Please change every "Target" to "Object" throughout the items, leaving everything else as it is.

##### THE INPUT

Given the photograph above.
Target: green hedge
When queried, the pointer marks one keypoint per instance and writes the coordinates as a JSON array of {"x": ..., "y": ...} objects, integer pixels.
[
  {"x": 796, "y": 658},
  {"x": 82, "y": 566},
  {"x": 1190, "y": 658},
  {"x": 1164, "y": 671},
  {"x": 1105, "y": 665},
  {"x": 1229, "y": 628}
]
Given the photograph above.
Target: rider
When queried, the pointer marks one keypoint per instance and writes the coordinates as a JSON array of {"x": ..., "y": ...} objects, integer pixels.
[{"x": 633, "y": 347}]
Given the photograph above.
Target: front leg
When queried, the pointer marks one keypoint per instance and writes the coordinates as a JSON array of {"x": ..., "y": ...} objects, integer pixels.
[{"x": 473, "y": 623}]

##########

ANSWER
Given the photograph above.
Object: green hedge
When queried, the pointer marks one keypoint per instance and writes the coordinates as a JSON array of {"x": ..., "y": ...} objects, integer pixels.
[
  {"x": 796, "y": 658},
  {"x": 82, "y": 566},
  {"x": 1190, "y": 658},
  {"x": 1164, "y": 671},
  {"x": 1105, "y": 665},
  {"x": 1229, "y": 628}
]
Given the photograph above.
Object: rider
When queried, the pointer marks one keypoint per instance and writes the coordinates as a JSON array of {"x": ..., "y": ...} objects, integer pixels.
[{"x": 633, "y": 347}]
Given the photograph above.
Object: front leg
When queried, the pointer marks one keypoint per instance and writes the coordinates as a JSON array of {"x": ..., "y": ...} objects, integer pixels.
[{"x": 473, "y": 623}]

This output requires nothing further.